| Set problem |
The entries below should be transcribed in their entirety, exactly as written.

________________

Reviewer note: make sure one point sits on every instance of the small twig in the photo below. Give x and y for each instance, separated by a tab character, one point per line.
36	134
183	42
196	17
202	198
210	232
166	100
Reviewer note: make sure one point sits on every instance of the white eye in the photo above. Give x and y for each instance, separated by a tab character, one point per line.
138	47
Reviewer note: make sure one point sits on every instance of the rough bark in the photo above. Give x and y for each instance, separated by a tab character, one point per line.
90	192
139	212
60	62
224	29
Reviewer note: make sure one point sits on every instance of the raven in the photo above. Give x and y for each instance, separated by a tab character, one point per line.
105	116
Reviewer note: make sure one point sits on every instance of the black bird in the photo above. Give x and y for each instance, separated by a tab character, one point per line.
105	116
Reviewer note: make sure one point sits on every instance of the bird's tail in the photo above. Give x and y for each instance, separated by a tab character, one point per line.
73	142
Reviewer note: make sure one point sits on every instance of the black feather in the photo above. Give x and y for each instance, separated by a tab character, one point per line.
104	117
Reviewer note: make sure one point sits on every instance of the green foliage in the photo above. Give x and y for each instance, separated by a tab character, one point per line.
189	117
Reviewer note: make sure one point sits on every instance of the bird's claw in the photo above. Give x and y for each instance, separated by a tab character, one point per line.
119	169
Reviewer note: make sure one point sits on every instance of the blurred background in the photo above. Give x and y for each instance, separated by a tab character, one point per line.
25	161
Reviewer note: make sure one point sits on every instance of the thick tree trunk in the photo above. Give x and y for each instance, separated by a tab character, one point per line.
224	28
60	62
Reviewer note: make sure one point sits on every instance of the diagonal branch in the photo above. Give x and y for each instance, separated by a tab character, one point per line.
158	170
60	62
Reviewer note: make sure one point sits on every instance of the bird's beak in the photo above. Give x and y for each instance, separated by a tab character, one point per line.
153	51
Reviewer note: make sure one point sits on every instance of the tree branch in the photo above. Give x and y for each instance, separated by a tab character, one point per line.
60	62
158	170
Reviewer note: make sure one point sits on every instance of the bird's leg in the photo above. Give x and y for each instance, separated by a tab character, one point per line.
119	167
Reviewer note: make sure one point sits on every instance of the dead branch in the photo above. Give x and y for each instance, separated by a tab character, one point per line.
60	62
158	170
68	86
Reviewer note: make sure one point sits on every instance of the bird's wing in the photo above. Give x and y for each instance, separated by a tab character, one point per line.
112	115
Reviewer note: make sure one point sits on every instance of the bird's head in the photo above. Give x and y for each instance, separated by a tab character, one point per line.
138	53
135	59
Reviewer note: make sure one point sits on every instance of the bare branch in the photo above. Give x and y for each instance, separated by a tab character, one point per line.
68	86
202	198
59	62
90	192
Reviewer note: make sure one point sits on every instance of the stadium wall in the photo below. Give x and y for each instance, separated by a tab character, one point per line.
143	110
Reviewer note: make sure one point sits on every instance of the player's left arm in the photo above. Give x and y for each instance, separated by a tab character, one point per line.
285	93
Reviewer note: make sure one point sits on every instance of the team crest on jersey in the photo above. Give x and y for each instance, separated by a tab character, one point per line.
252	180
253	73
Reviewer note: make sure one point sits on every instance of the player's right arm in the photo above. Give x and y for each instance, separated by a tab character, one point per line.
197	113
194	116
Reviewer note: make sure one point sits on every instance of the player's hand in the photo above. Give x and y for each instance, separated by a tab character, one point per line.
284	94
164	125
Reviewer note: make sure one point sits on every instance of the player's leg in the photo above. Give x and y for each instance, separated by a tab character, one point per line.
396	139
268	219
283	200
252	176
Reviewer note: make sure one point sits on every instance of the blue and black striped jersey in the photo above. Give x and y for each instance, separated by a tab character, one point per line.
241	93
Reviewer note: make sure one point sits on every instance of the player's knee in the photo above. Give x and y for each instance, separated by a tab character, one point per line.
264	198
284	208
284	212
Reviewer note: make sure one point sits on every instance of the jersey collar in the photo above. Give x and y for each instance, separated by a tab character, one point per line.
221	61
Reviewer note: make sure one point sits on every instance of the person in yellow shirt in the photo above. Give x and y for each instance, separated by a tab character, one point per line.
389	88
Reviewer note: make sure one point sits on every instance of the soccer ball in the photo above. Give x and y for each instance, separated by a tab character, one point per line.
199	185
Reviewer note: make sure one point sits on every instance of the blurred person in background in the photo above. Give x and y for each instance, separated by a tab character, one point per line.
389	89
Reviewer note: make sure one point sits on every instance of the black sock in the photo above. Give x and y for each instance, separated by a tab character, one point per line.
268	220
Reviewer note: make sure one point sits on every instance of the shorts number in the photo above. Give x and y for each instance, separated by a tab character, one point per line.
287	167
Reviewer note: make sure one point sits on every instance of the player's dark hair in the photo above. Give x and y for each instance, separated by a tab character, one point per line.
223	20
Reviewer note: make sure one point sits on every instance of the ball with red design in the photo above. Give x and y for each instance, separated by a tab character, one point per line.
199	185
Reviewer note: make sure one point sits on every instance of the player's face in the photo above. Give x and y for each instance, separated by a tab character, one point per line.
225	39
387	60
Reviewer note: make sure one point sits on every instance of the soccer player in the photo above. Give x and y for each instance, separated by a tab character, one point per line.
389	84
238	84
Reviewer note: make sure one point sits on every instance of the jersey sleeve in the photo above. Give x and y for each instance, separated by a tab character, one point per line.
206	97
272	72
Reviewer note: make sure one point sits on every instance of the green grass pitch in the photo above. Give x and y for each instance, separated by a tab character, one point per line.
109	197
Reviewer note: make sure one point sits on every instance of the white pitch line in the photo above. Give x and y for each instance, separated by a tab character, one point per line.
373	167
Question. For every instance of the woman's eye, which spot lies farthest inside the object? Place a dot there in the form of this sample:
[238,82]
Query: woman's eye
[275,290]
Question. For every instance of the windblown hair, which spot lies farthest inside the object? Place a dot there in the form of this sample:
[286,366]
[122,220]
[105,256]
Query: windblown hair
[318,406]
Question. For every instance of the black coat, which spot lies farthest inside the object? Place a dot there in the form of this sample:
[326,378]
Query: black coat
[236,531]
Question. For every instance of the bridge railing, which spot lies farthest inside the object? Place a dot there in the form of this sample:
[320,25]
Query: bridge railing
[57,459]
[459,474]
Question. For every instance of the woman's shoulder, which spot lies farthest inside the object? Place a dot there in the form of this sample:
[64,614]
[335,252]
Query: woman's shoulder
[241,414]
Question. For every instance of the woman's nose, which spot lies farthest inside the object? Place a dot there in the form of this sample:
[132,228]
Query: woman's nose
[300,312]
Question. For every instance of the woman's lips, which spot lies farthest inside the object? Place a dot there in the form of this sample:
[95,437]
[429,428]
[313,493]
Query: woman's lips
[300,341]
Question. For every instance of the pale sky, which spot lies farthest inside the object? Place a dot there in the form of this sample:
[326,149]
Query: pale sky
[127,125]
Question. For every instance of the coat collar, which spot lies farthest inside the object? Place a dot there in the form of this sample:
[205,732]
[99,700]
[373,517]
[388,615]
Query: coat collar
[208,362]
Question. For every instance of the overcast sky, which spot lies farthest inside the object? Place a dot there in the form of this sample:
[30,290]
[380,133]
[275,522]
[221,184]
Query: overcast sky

________________

| Output of the task |
Reviewer note: make sure one point sits on every instance of the small twig in the photo below. Give x and y for each instance, separated by a tab character, one point per line.
36	134
183	42
196	17
202	198
210	232
166	100
Reviewer note: make sure one point sits on every instance of the white eye in the photo above. Give x and y for each instance, separated by a tab character, one point per line.
138	47
Reviewer note: make sure one point sits on every instance of the rough bark in the photo above. Give x and y for each instance, separated by a tab character, one point per line.
90	192
139	212
60	62
224	29
Reviewer note: make sure one point sits on every instance of the raven in the photo above. Give x and y for each instance, separated by a tab character, one point per line.
105	116
Reviewer note: make sure one point sits on every instance of the black bird in the photo above. Give x and y for each instance, separated by a tab character, one point per line.
105	116
Reviewer note: make sure one point sits on every instance of the bird's tail in the photo above. Give x and y for each instance, separated by a tab character, one point per line.
73	142
Reviewer note: make sure one point sits on every instance of the black feather in the photo above. Give x and y for each instance, separated by a tab character, one point per line.
104	117
Reviewer note: make sure one point sits on every instance of the green foliage in the photo above. Give x and y for each instance, separated by a tab character, one point per line.
189	117
Reviewer note: make sure one point sits on every instance of the bird's claw in the photo above. Give x and y for each instance, separated by a tab character, one point per line.
119	169
Reviewer note: make sure one point sits on every instance of the blurred background in the photo above. Give x and y for each instance, separated by a tab character, one point per line.
25	161
Reviewer note: make sure one point sits on every instance of the thick tree trunk in the photo above. Give x and y for each instance, separated by a tab character, one point per line.
224	28
60	62
Reviewer note: make sure one point sits on every instance of the diagonal branch in the photo above. Give x and y for each instance, separated by a tab character, one point per line.
158	170
60	62
Reviewer note: make sure one point sits on every instance of the bird's beak in the photo above. Give x and y for each instance, separated by a tab character, one point per line.
153	51
Reviewer note: make sure one point sits on every instance of the tree branch in the photo above. Give x and y for each instance, separated by a tab character, one point per line.
60	62
158	170
Reviewer note: make sure one point sits on every instance of the bird's leg in the photo above. Give x and y for each instance, separated by a tab character, one point per line.
119	167
Reviewer note: make sure one point sits on every instance of the dead branch in the photo above. Give x and y for each instance, separated by a tab character, one point per line.
60	62
158	170
68	86
Reviewer note: make sure one point sits on every instance of the bird's wing in the photo above. Give x and y for each instance, separated by a tab character, one point per line.
112	115
Reviewer note: make sure one point sits on every instance of the bird's head in the photo above. Give x and y for each instance, separated by a tab character, one point per line.
138	53
135	59
Reviewer note: make sure one point sits on every instance of the bare branch in the photo above. Give x and y for each instance, separated by a tab character, one point per line.
68	86
202	198
59	62
90	192
Reviewer note: make sure one point sits on every instance of the stadium wall in the photo below. Give x and y for each instance, separated by a tab character, one point per line.
143	110
Reviewer note: make sure one point sits on every instance of the player's left arm in the photo above. Give x and y for each instance, separated by a tab character, one point per line.
285	93
Reviewer note: make sure one point sits on every instance of the team crest on jersey in the photo above. Give x and y for each instance, separated by a tab character, one point per line.
252	180
253	73
Reviewer note: make sure one point sits on every instance of the player's right arm in the photo above. Give x and y for each instance, separated by a tab character, one point per line.
197	113
194	116
Reviewer note: make sure one point sits on every instance of the player's hand in the photo above. Give x and y for each instance, separated by a tab character, one point per line.
284	94
164	125
Reviewer note: make sure one point sits on every instance of the player's leg in the photo above. Give x and y for each instance, separated by a tab character, one point per line.
396	139
268	219
283	200
252	176
Reviewer note: make sure one point sits on every instance of the blue and black striped jersey in the photo above. Give x and y for each instance, separated by a tab character, one point per line.
241	93
Reviewer note: make sure one point sits on every instance of the player's knee in the photo above. Give x and y for each instance, separated by a tab character, one point per line.
264	198
284	208
284	212
Reviewer note: make sure one point sits on every instance of the jersey collar in the photo above. Give x and y for each instance, separated by a tab character, one point per line.
221	61
Reviewer note: make sure one point sits on every instance of the person in yellow shirt in the photo above. Give x and y for each instance, separated by a tab character, one point per line.
389	88
Reviewer note: make sure one point sits on every instance of the soccer ball in the photo above. Give x and y for each instance, separated by a tab character, one point per line.
199	185
Reviewer note: make sure one point sits on every instance of the blurred person in background in the photo above. Give x and y for each instance, separated by a tab character, one point per line.
389	89
Reviewer note: make sure one point sits on every instance of the black sock in the photo above. Give x and y for each instance, separated by a tab character, one point per line.
268	220
Reviewer note: make sure one point sits on every instance of the shorts number in the photo above. Give x and y for each instance, separated by a tab character, one point per line.
287	167
Reviewer note: make sure one point sits on every instance of the player's dark hair in the photo above. Give x and y for each instance, separated by a tab character, one point per line.
223	20
Reviewer note: make sure one point sits on every instance of the ball with red design in the photo above. Give x and y for each instance, separated by a tab character, one point per line.
199	185
Reviewer note: make sure one point sits on every instance of the player's face in the photo above. Give x and y for each instance, separated by a tab character, one point per line.
225	39
387	60
Reviewer note: make sure one point sits on every instance of the soccer player in the photo above. Give x and y for each instance, separated by a tab character, one point per line.
389	84
238	84
Reviewer note: make sure one point sits on every instance of the jersey sleeve in the photo above. Give x and y for each instance, separated by a tab character, one point per line.
206	97
272	72
Reviewer note: make sure one point sits on every instance of the green grass pitch in the photo above. Give x and y for each instance, separated by a tab character, one point per line.
109	197
Reviewer note: make sure one point sits on every instance of the white pitch line in the photo above. Give x and y for each instance, separated by a tab character, one point per line.
373	167
Question. For every instance of the woman's eye, which spot lies farthest inside the object? Place a dot there in the form of this sample:
[238,82]
Query: woman's eye
[275,290]
Question. For every instance of the windblown hair, which spot lies farthest inside the object? Place a dot there in the form of this sample:
[286,366]
[122,220]
[105,256]
Query: windblown hair
[318,406]
Question. For every instance of the black coat, which spot lies farthest inside the object? Place a dot there in the form of this sample:
[326,378]
Query: black coat
[236,531]
Question. For every instance of the bridge railing, which spot lies farthest inside the object? Place a dot there in the form of this sample:
[320,25]
Query: bridge railing
[57,459]
[459,474]
Question. For every instance of the woman's shoulder, which spot lies farthest inside the object? Place a dot there in the form of this sample:
[64,614]
[335,252]
Query: woman's shoulder
[241,414]
Question. For every instance of the woman's nose, which spot lies farthest inside the object? Place a dot there in the form of this sample:
[132,228]
Query: woman's nose
[300,312]
Question. For every instance of the woman's lips, which spot lies farthest inside the object? Place a dot there in the form of this sample:
[95,437]
[429,428]
[313,493]
Query: woman's lips
[300,341]
Question. For every instance of the pale sky, which spot lies farthest inside the object? Place a dot there in the form of this sample:
[326,149]
Query: pale sky
[127,125]
Question. For every instance of the coat collar, which spot lies farthest inside the object? Place a dot there in the form of this sample:
[205,732]
[99,700]
[373,517]
[388,615]
Query: coat collar
[208,362]
Question. For every instance of the overcast sky, which spot lies farthest inside the object? Place a dot there in the form of this sample:
[30,290]
[380,133]
[275,522]
[221,184]
Query: overcast sky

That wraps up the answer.